Directions for this task: The answer is every record that follows, printed exactly.

(Referring expression pointing data)
════════════════

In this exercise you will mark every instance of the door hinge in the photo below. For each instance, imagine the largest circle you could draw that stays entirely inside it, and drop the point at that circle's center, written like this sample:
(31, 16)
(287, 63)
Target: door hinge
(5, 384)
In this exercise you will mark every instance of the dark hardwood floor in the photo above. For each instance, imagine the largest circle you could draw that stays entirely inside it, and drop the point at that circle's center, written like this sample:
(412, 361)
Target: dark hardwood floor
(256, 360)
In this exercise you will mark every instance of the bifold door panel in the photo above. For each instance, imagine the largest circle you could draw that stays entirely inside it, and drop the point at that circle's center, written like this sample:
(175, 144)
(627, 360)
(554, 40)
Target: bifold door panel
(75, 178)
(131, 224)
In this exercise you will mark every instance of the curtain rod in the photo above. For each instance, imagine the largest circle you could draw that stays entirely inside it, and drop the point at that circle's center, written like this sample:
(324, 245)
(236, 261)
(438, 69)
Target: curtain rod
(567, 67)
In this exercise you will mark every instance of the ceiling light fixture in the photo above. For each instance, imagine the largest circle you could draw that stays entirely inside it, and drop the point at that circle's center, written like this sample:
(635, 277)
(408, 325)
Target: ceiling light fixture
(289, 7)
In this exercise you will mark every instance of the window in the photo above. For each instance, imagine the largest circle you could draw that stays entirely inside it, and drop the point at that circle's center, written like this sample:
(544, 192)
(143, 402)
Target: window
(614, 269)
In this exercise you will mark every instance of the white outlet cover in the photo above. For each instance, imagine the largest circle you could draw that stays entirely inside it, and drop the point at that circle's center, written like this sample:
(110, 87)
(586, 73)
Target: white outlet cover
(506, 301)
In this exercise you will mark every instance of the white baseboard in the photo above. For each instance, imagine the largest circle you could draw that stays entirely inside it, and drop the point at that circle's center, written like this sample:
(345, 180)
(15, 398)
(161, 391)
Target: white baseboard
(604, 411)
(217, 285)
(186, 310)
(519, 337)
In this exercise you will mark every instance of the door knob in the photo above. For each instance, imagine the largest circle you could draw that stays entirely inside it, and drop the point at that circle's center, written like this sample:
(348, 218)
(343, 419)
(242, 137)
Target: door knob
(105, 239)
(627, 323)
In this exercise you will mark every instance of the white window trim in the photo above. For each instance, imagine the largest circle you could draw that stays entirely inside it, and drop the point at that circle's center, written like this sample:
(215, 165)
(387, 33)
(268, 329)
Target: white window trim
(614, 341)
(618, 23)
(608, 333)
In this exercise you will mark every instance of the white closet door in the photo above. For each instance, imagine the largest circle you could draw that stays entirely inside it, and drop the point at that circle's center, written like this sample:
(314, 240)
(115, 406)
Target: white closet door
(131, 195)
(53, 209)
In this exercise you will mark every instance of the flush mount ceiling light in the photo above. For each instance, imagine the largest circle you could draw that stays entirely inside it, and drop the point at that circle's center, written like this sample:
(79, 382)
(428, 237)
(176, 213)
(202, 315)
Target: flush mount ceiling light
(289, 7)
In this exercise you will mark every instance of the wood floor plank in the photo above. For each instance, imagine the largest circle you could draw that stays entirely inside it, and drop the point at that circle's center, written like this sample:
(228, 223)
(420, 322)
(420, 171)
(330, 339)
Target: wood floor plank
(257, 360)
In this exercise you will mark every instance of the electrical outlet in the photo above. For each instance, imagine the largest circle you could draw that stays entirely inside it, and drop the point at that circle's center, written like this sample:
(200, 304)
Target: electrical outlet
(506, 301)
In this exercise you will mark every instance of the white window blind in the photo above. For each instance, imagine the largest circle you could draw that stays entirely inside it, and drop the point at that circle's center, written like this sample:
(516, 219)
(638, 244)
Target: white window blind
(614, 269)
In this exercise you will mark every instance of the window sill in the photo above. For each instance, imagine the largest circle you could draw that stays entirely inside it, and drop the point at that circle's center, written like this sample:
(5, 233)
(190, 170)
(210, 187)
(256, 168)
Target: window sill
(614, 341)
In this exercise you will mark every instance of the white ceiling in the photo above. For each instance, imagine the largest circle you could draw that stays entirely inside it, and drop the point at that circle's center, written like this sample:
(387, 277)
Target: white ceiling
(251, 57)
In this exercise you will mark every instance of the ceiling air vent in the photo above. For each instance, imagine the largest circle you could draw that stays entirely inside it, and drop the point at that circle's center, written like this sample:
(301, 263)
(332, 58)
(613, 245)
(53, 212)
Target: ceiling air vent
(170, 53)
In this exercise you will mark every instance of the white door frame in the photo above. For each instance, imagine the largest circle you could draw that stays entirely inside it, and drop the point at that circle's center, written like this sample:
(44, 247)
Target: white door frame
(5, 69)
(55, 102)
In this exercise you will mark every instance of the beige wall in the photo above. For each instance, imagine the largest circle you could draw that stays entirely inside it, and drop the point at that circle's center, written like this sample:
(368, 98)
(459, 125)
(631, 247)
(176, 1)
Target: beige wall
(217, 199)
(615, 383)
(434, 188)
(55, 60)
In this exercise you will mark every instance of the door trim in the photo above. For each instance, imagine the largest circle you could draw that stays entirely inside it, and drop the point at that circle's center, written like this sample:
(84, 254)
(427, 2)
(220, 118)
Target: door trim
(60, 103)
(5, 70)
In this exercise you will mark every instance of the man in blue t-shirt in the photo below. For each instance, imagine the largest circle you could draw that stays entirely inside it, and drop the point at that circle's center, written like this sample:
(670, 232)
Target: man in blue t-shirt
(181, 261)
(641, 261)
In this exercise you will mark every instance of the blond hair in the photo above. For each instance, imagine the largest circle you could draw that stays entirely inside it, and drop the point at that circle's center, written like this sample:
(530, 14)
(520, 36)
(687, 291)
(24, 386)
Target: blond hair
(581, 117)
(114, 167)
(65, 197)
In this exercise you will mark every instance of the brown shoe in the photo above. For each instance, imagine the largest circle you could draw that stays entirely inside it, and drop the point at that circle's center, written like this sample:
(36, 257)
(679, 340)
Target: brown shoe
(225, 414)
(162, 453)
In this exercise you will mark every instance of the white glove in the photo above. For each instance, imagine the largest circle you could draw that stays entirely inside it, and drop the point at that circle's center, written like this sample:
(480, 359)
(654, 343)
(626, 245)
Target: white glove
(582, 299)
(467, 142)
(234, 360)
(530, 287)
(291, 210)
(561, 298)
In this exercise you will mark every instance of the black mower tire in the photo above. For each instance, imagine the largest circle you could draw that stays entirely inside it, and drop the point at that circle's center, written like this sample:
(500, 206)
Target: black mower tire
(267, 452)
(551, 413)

════════════════

Result:
In this exercise you will mark every instance of the door hinge in the photo below. For each instance, imagine the largest circle you could draw that stays entirely inside it, and drop the point at that circle's center, written like this sample:
(31, 16)
(287, 63)
Target: door hinge
(5, 384)
In this exercise you will mark every instance of the dark hardwood floor in the photo above. For each instance, imagine the largest circle you could draw that stays entirely inside it, and drop the point at that circle's center, written like this sample:
(412, 361)
Target: dark hardwood floor
(256, 360)
In this exercise you will mark every instance of the bifold door panel in the photo above. For each instance, imagine the largest circle you could draw that stays entirely inside it, and drop the point at that circle's center, written like this sample:
(175, 144)
(627, 360)
(554, 40)
Target: bifold door panel
(75, 178)
(131, 224)
In this exercise you will mark every instance of the curtain rod in the photo above. For each instance, imagine the largest circle you could draw that stays entirely inside it, and drop the point at that circle's center, written like this sample:
(324, 245)
(236, 261)
(438, 69)
Target: curtain rod
(567, 67)
In this exercise you will mark every instance of the ceiling light fixture in the photo above. For each instance, imagine the largest circle you could draw that stays entirely inside it, and drop the point at that circle's center, written like this sample:
(635, 277)
(408, 325)
Target: ceiling light fixture
(289, 7)
In this exercise you will mark every instance of the window in the photo above. For each instance, imagine the largest circle you could draw that stays entirely inside it, and drop the point at that circle's center, written like this sample:
(544, 192)
(143, 402)
Target: window
(614, 269)
In this exercise you will mark every instance of the white outlet cover in the photo above. For each instance, imagine the largest circle you could draw that stays entirely inside it, and drop the point at that circle's center, written like this sample:
(110, 87)
(586, 73)
Target: white outlet cover
(506, 301)
In this exercise you will mark every instance of the white baseboard in the photo above. For each instance, imagine the largest circle you could draw that stays entirely inside it, and drop the point at that circle's center, written like this sample:
(345, 180)
(15, 398)
(161, 391)
Target: white baseboard
(604, 411)
(217, 285)
(186, 310)
(519, 337)
In this exercise you will mark every instance of the door knob in the photo above. For each instance, imagine the largest circle you could draw that stays entirely inside it, and drop the point at that circle's center, written like this sample:
(348, 218)
(343, 419)
(242, 137)
Target: door knob
(105, 239)
(627, 323)
In this exercise you will mark every instance of the white window trim in the photo above. For each instance, imagine the largest circle you could draw that stays entirely inside it, and drop the point at that circle's center, written like this sample:
(215, 165)
(387, 33)
(268, 329)
Target: white window trim
(614, 341)
(618, 23)
(608, 333)
In this exercise you will mark every instance of the white closet door in the photo above. For each instance, imagine the largest circle you could draw that stays entirely inside it, and drop the point at that circle's center, written like this sample:
(314, 240)
(115, 406)
Target: white closet door
(131, 195)
(53, 209)
In this exercise you will mark every instance of the flush mount ceiling light in the photo above. For each instance, imagine the largest circle you could draw that stays entirely inside it, and drop the point at that circle's center, written like this sample:
(79, 382)
(428, 237)
(176, 213)
(202, 315)
Target: flush mount ceiling light
(289, 7)
In this exercise you will mark every instance of the wood floor plank in the photo above. For each instance, imagine the largest circle you could draw that stays entirely inside it, and drop the point at that circle's center, written like this sample:
(228, 223)
(420, 322)
(420, 171)
(330, 339)
Target: wood floor plank
(257, 360)
In this exercise you will mark every instance of the electrical outlet in the photo above. For each instance, imagine the largest circle you could draw that stays entirely inside it, and drop the point at that circle's center, written like this sample:
(200, 304)
Target: electrical outlet
(506, 301)
In this exercise you will mark every instance of the white window blind in the photo above. For each instance, imagine the largest circle you could draw that stays entirely inside it, and drop the point at that circle's center, written like this sample:
(516, 219)
(638, 244)
Target: white window blind
(614, 269)
In this exercise you will mark every instance of the window sill in the photo above. For each instance, imagine the largest circle you could draw that stays entirely inside it, and drop the point at that circle's center, written like this sample:
(5, 233)
(190, 170)
(210, 187)
(256, 168)
Target: window sill
(614, 341)
In this exercise you will mark every instance of the white ceiling in the photo above. For each instance, imagine the largest circle you could draw that stays entirely inside it, and drop the point at that circle's center, written like this sample:
(387, 277)
Target: white ceiling
(251, 57)
In this exercise you will mark every instance of the ceiling air vent in the photo above. For each instance, imagine the largest circle you could draw that stays entirely inside it, and drop the point at that circle's center, written like this sample:
(301, 263)
(332, 58)
(613, 245)
(53, 212)
Target: ceiling air vent
(170, 53)
In this exercise you will mark every instance of the white door frame in the photo above. For each instance, imagine the largest circle you could draw that stays entirely inside it, and drop the point at that circle's center, written like this sample:
(44, 247)
Target: white door frame
(5, 69)
(55, 102)
In this exercise you will mark every instance of the beige wall in the photo above. For each instance, imagine the largest circle you could draw that stays entirely inside it, and drop the point at that circle's center, written like this sample:
(368, 98)
(459, 125)
(631, 247)
(176, 1)
Target: beige wall
(217, 199)
(615, 383)
(434, 188)
(55, 60)
In this exercise you will mark every instance of the door trim in the photo above. For each instance, imagine the largest circle you could draw that stays entirely inside it, and drop the point at that circle's center, written like this sample:
(84, 254)
(427, 2)
(220, 118)
Target: door trim
(60, 103)
(5, 70)
In this exercise you will mark every instance of the man in blue t-shirt in the photo below. For each instance, imagine the largest circle you could draw that stays entirely inside it, and drop the point at that circle's center, written like this sample:
(670, 232)
Target: man in blue t-shirt
(181, 261)
(641, 261)
In this exercise you will mark every instance of the blond hair in the photo above. For each instance, imagine the largest circle you could draw that stays entirely inside it, and drop the point at that circle's center, written like this sample:
(530, 14)
(520, 36)
(687, 291)
(24, 386)
Target: blond hair
(581, 117)
(114, 167)
(65, 197)
In this exercise you will mark every instance of the brown shoe in the photo above. For each instance, imagine the largest circle you could draw that stays entirely inside it, and drop the point at that circle's center, written like this sample:
(36, 257)
(679, 340)
Target: brown shoe
(225, 414)
(162, 453)
In this exercise you will mark every instance of the white glove in the photo above. For each instance, imagine the largest circle you could draw that stays entirely inside it, and drop the point at that circle's center, written like this sample:
(480, 359)
(654, 343)
(626, 245)
Target: white glove
(582, 299)
(467, 142)
(234, 360)
(530, 287)
(291, 210)
(561, 298)
In this exercise you will mark every instance of the black mower tire in the photo above. For each instance, imagine the largest circle you could draw that stays entirely inside it, and drop the point at that circle's center, written like this sample:
(500, 206)
Target: black mower tire
(267, 452)
(551, 413)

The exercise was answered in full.